> [BRIEF] Please identify each line in the material below that contains the string "edged" and copy every such line.

> [EXERCISE MATERIAL]
begin

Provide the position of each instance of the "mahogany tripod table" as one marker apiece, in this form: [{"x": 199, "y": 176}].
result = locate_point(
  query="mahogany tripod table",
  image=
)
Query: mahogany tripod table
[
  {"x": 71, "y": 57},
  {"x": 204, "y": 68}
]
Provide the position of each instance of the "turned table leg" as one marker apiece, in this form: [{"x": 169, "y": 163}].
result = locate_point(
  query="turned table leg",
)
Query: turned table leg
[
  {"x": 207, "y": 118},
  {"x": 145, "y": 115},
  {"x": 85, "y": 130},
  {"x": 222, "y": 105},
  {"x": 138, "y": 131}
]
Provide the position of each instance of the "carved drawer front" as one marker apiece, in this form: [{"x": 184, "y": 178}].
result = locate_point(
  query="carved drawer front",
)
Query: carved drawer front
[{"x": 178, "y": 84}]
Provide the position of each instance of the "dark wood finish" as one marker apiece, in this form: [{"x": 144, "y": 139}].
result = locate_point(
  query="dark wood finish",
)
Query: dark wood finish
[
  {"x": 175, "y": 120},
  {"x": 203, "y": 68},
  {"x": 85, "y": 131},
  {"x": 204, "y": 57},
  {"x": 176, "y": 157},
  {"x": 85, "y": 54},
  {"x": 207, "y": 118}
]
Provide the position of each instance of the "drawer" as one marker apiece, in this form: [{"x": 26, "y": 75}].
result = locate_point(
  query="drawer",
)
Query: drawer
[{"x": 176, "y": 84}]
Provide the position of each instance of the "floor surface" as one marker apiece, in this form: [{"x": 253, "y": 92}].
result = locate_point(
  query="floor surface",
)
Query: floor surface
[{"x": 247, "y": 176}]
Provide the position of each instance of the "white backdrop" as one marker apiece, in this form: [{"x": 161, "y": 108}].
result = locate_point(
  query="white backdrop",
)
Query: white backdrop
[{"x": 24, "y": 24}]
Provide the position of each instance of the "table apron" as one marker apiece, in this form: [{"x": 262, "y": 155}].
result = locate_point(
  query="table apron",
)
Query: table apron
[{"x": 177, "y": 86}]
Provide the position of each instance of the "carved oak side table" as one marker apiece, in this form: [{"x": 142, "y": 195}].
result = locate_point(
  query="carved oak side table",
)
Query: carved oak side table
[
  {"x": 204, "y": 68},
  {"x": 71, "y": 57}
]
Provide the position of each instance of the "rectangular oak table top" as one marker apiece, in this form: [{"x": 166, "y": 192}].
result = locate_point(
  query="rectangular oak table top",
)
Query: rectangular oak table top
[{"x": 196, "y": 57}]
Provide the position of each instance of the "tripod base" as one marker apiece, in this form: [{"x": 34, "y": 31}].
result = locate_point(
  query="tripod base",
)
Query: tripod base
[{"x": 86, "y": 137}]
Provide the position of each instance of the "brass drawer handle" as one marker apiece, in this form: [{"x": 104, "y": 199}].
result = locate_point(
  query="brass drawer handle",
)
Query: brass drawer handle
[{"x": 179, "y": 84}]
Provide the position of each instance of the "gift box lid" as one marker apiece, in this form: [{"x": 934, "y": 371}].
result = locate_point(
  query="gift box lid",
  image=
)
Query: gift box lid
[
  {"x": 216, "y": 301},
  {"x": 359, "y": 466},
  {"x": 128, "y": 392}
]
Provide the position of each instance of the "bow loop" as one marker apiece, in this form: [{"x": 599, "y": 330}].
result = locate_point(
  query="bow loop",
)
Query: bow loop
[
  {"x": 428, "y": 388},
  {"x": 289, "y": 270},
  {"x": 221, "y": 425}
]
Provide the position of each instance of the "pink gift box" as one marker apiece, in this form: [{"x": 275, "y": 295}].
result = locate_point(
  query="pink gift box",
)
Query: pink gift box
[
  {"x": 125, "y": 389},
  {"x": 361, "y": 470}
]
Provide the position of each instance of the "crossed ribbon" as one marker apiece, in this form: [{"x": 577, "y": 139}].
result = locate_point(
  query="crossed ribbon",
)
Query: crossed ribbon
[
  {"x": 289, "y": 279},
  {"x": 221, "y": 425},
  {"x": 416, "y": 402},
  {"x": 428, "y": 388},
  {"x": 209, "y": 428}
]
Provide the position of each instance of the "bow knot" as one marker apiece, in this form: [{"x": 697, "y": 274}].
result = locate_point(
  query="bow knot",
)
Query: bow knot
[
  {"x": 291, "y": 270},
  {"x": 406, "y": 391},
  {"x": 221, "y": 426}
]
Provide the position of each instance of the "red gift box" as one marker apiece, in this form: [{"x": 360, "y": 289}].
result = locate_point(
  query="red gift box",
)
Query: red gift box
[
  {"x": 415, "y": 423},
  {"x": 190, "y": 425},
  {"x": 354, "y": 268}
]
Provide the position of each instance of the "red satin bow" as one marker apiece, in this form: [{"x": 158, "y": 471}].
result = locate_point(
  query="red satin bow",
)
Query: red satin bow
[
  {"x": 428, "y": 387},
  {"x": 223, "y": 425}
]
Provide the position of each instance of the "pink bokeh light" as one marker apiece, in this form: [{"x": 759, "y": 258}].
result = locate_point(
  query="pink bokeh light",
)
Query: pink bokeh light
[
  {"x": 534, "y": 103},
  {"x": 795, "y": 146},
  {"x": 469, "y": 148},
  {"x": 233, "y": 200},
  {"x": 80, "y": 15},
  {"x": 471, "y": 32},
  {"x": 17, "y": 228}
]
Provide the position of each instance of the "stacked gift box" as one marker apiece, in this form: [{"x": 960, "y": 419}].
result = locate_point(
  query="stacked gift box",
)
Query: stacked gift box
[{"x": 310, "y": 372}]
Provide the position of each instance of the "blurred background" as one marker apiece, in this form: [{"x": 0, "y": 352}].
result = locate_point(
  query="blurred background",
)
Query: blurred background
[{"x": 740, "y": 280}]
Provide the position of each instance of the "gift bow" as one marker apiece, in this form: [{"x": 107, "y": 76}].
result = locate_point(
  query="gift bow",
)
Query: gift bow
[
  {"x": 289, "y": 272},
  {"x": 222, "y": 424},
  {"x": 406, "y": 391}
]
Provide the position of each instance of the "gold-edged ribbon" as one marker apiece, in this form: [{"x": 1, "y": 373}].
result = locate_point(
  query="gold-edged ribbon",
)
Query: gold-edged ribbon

end

> [FINAL RESULT]
Provide the position of each instance of the "gold-edged ribbon" as one marker apiece, in this form: [{"x": 1, "y": 373}].
  query="gold-edged ribbon",
Query: gold-edged ribbon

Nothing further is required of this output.